• _Do this_
Exact reproduction is required for all entries.
--- start of Dataset records ---
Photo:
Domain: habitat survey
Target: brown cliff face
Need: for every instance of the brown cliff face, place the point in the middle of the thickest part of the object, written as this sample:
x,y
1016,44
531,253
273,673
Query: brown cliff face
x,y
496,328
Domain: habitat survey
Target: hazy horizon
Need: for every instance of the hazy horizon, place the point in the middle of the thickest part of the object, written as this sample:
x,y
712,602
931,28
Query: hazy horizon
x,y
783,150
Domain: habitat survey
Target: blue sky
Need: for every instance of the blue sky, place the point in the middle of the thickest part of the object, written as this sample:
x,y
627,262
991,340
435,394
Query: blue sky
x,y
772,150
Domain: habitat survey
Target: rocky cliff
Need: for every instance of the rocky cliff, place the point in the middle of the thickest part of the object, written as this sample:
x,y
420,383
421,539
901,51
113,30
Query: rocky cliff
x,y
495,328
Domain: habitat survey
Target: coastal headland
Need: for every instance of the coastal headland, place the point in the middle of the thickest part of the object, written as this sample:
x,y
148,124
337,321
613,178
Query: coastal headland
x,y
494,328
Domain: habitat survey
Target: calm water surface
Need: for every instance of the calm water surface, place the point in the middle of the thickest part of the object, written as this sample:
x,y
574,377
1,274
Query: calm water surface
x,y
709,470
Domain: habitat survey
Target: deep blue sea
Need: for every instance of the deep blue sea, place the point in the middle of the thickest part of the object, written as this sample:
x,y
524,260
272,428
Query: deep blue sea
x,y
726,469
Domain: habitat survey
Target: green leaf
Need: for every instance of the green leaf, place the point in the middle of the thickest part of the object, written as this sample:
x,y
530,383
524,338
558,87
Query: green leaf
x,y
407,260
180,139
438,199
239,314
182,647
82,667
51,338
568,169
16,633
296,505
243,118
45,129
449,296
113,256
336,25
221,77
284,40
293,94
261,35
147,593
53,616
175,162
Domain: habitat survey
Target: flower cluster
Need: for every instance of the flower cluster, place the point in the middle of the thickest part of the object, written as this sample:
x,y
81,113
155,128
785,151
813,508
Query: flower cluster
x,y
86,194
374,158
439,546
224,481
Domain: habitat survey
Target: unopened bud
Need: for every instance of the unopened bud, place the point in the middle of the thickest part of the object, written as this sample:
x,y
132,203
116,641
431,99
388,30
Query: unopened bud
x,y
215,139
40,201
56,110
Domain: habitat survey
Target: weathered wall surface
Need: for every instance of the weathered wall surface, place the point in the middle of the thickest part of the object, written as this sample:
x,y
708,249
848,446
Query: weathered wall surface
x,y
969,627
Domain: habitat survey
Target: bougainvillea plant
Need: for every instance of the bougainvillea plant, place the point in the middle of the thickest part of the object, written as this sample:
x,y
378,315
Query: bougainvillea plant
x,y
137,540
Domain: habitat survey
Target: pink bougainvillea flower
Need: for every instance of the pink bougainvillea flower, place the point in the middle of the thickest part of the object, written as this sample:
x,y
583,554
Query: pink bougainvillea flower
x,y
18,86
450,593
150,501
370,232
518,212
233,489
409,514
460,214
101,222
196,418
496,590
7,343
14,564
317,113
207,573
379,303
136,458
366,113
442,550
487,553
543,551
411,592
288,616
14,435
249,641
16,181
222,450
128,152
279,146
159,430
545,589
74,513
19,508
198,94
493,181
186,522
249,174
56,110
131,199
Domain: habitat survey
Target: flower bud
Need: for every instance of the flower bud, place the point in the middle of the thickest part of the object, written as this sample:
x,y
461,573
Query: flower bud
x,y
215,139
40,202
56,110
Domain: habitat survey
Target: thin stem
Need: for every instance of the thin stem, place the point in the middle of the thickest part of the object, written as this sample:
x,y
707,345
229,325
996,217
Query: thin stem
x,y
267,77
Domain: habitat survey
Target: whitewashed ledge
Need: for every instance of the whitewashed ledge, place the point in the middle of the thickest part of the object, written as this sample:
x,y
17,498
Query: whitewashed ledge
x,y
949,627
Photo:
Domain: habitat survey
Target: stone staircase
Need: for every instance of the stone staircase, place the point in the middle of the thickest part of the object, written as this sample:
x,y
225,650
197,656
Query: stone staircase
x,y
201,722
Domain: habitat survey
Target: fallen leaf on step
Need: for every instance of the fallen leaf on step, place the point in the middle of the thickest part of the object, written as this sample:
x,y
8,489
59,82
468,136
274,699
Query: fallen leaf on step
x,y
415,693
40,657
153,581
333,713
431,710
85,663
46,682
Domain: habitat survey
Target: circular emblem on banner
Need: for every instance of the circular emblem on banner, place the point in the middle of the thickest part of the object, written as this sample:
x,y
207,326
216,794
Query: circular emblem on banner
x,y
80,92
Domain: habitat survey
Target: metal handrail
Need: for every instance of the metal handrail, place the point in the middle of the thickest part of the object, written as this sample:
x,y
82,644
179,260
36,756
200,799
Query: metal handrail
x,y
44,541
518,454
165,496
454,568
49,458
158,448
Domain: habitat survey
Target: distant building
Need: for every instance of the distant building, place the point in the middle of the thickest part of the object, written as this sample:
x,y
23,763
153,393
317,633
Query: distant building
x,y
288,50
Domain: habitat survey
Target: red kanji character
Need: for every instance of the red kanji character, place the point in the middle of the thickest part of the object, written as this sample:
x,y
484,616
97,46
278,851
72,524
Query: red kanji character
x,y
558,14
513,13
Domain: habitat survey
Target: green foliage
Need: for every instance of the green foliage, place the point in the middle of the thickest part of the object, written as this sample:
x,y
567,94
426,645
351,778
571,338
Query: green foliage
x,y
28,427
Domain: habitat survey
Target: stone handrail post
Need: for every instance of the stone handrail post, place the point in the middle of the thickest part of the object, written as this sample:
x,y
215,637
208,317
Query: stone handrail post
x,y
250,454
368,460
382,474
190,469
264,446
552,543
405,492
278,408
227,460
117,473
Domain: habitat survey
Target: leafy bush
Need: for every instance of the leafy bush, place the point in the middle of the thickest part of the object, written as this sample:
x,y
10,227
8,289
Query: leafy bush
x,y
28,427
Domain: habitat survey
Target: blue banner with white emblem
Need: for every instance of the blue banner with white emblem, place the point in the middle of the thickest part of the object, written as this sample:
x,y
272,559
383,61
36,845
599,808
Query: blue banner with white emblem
--- end of Dataset records ---
• _Finished exercise_
Photo:
Domain: habitat survey
Target: brown cliff face
Need: for every instance of the brown cliff face, place the point in the middle of the thickest part of the object, written as this sample:
x,y
1016,44
531,253
273,673
Query: brown cliff face
x,y
496,328
Domain: habitat survey
Target: hazy horizon
Need: for every instance of the hazy horizon, place the point in the middle of the thickest part of the object, written as this sample:
x,y
712,602
931,28
Query: hazy horizon
x,y
783,150
Domain: habitat survey
Target: blue sky
Need: for every instance of the blue sky, place the point in the middle of the thickest part of the object, written as this sample:
x,y
627,262
991,340
435,394
Query: blue sky
x,y
772,150
Domain: habitat survey
Target: rocky cliff
Need: for every instance of the rocky cliff, place the point in the middle of the thickest part of the object, written as this sample:
x,y
420,383
421,539
901,51
113,30
Query: rocky cliff
x,y
495,328
Domain: habitat survey
Target: coastal headland
Need: for every instance of the coastal headland, place the point in the middle of the thickest part of the object, written as this sample:
x,y
148,124
337,321
613,178
Query: coastal headland
x,y
494,328
Domain: habitat survey
Target: calm water surface
Need: for every instance of the calm water surface, place the point in the middle of the thickest part of the object, written as this sample:
x,y
574,377
1,274
Query: calm water surface
x,y
709,470
Domain: habitat survey
Target: deep blue sea
Need: for every instance of the deep blue sea, place the point in the middle of the thickest part of the object, written as this sample:
x,y
524,260
272,428
Query: deep blue sea
x,y
726,469
Domain: habitat survey
Target: green leaf
Need: for every instance of the green leaf, place the point in the middle of the thickest part of the object, written as this sample:
x,y
530,383
524,338
558,87
Query: green leaf
x,y
407,260
180,139
438,199
239,314
182,647
82,667
51,338
568,169
16,633
296,505
243,118
45,129
449,296
113,256
336,25
221,77
284,40
293,94
261,35
147,593
53,616
175,162
Domain: habitat survey
Target: flower cluster
Need: for every instance of the flower cluster, place the point in the middle of the thickest part of the object, written as this sample:
x,y
81,113
155,128
785,151
813,508
Query: flower cluster
x,y
86,194
374,158
439,546
224,481
Domain: habitat survey
Target: unopened bud
Need: for every instance of the unopened bud, place the point in the middle of the thickest part of the object, written as this sample:
x,y
132,203
116,641
431,99
388,30
Query: unopened bud
x,y
215,139
40,201
56,110
Domain: habitat survey
Target: weathered wall surface
Need: for every instance of the weathered wall surface, place the point in the middle of the thickest part of the object, written as this sample:
x,y
708,249
848,446
Query: weathered wall surface
x,y
969,627
Domain: habitat survey
Target: bougainvillea plant
Need: for every instance of the bougainvillea plant, place the point in the middle of the thickest part of the object, written as this sample:
x,y
378,315
Query: bougainvillea plant
x,y
137,540
Domain: habitat survey
Target: pink bougainvillea flower
Need: for every instance of the pink bougainvillea flower, place the point in the middle of the thickest part of the object, written as this sample:
x,y
583,554
Query: pink bougainvillea flower
x,y
18,86
450,593
150,501
370,232
518,212
233,489
409,514
460,214
101,222
196,418
496,590
7,343
14,564
317,113
207,573
379,303
136,458
366,113
442,550
487,553
543,551
411,592
288,616
14,435
249,641
16,181
222,450
128,152
279,146
159,430
545,589
74,513
19,508
198,94
493,181
186,522
249,174
56,110
131,199
Domain: habitat survey
Target: flower bud
Need: for every instance of the flower bud, place the point in the middle of the thickest part of the object, written as this sample:
x,y
461,573
Query: flower bud
x,y
215,139
40,202
56,110
Domain: habitat survey
Target: thin stem
Need: for every instance of the thin stem, place the point in the middle of the thickest part of the object, written as this sample:
x,y
707,345
229,325
996,217
Query: thin stem
x,y
267,77
Domain: habitat survey
Target: whitewashed ledge
Need: for every instance of the whitewashed ledge, place the point in the middle of the thickest part of the object, written as this sample:
x,y
17,498
Query: whitewashed ledge
x,y
949,627
Photo:
Domain: habitat survey
Target: stone staircase
Need: for every instance of the stone staircase, place the point in the middle of the thickest part of the object, written as this sample:
x,y
225,650
197,656
Query: stone staircase
x,y
201,722
Domain: habitat survey
Target: fallen leaf on step
Need: for every instance of the fallen leaf on step, place the point in the middle of the thickest part of the object, written as this sample:
x,y
8,489
59,82
468,136
274,699
Query: fallen leaf on step
x,y
415,693
40,657
153,581
333,713
431,710
85,663
46,682
Domain: habitat survey
Target: circular emblem on banner
Need: for every instance of the circular emblem on banner, place the point in the middle of the thickest part of the object, written as this sample:
x,y
207,326
216,794
Query: circular emblem on banner
x,y
80,92
Domain: habitat survey
Target: metal handrail
Need: for every instance of the metal handrail, place the point in the middle of the thickest part of the object, written as this sample:
x,y
82,644
179,260
36,756
200,799
Query: metal handrail
x,y
44,541
518,454
165,496
454,568
49,458
158,448
Domain: habitat survey
Target: distant building
Need: for every instance of the distant building, place the point in the middle of the thickest part of the object, written as this sample:
x,y
23,763
153,393
317,633
Query: distant building
x,y
288,50
Domain: habitat survey
Target: red kanji character
Need: for every instance of the red kanji character, place the point in the middle of the thickest part of the object, written as this sample:
x,y
484,616
97,46
278,851
72,524
Query: red kanji character
x,y
558,14
513,13
Domain: habitat survey
Target: green foliage
Need: for every instance of the green foliage, place the point in the middle of the thickest part of the object, written as this sample:
x,y
567,94
426,645
351,778
571,338
Query: green foliage
x,y
28,427
Domain: habitat survey
Target: stone handrail post
Need: for every instance of the stone handrail post, place the point in the middle of the thickest part of the object, written as this sample:
x,y
215,637
208,317
Query: stone handrail post
x,y
250,454
368,460
382,474
190,469
264,446
552,543
405,492
278,408
227,460
117,473
Domain: habitat survey
Target: leafy bush
Need: for every instance of the leafy bush, place the point in the middle of the thickest part of the object, written as this sample:
x,y
10,227
8,289
Query: leafy bush
x,y
28,427
Domain: habitat survey
Target: blue banner with white emblem
Need: for every instance of the blue banner with white emblem, place the point in the middle of the thickest part of the object, written as this sample:
x,y
272,559
383,61
36,845
599,808
Query: blue banner with white emblem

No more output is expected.